*The request*.
From the forum thread below, reproduce word for word the passage that opens with the words containing "## hermes (Aug" and closes with "both get rich.".

*Text extract*.
That's why I use Zone Alarm. Excellent product, I give it :up::up:.


----------



## hermes (Aug 12, 2000)

I too use zone now. This coincidence leads me to please make this offer to you.

I will post you my credit card details if you agree to help me bring 100,000,000 dollars out of NIgeria. It is a sad tale but the money is mine by birthright and agents of government are trying to steal it.

All I need you to do is to open a bank account, give me the details and deposit a sum of 100,000 dollars in the account so I can use to grease the palms of customs. 

I implore you to help me sir with this endeavour that we may both get rich.

Yours

faithful servant


----------



## Servant of Eru (Sep 13, 2003)

> _Originally posted by hermes:_
> *I too use zone now. This coincidence leads me to please make this offer to you.
> 
> I will post you my credit card details if you agree to help me bring 100,000,000 dollars out of NIgeria. It is a sad tale but the money is mine by birthright and agents of government are trying to steal it.
> ...


Gladly, but first you'll have to cosign on a high risk buisness venture so I can raise the 100,000. A mere start-up fee of 10,000 is required on both of our parts. I just need you to send me an amount of diamonds that equals your share in the start-up fee. While diamonds are considered the traveler's checks of the underworld, (once you buy a batch of them they're untraceable, you can cut them up into whatever amount you need, etc. ) I assure you my intentions are igno-erm...noble. But seeing as I'm a mere minor I already have access to the 10,000 but I'm afraid I can't come up with 20,000 needed. As soon as all of this is done I assure you you will have your 100,000 you need to reclaim your birthright.

*Data section*.
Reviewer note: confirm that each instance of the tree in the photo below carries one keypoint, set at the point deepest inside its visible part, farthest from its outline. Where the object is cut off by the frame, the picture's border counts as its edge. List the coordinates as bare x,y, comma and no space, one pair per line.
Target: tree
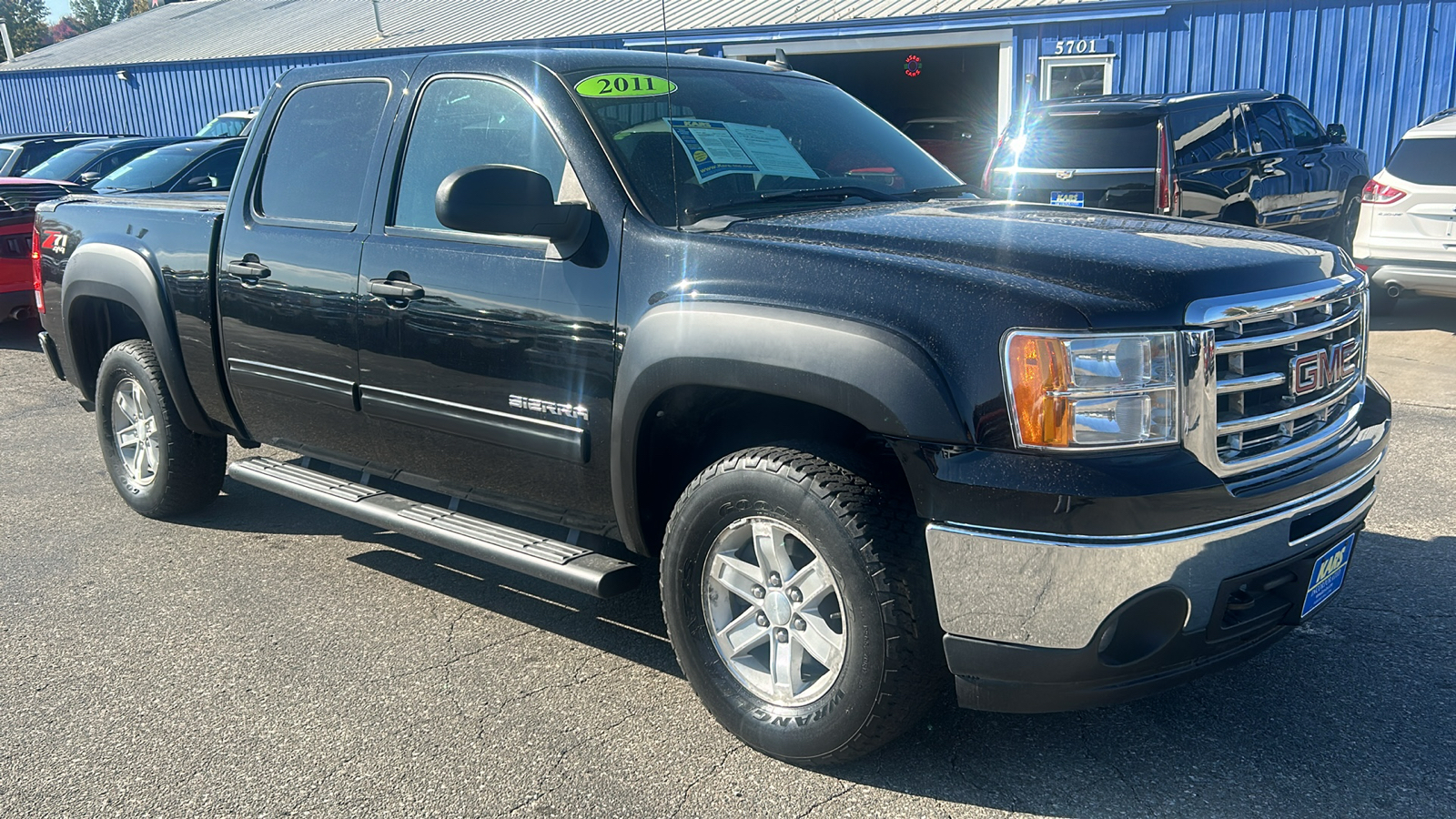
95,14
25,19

*Written response*.
## hermes (Aug 12, 2000)

I too use zone now. This coincidence leads me to please make this offer to you.

I will post you my credit card details if you agree to help me bring 100,000,000 dollars out of NIgeria. It is a sad tale but the money is mine by birthright and agents of government are trying to steal it.

All I need you to do is to open a bank account, give me the details and deposit a sum of 100,000 dollars in the account so I can use to grease the palms of customs. 

I implore you to help me sir with this endeavour that we may both get rich.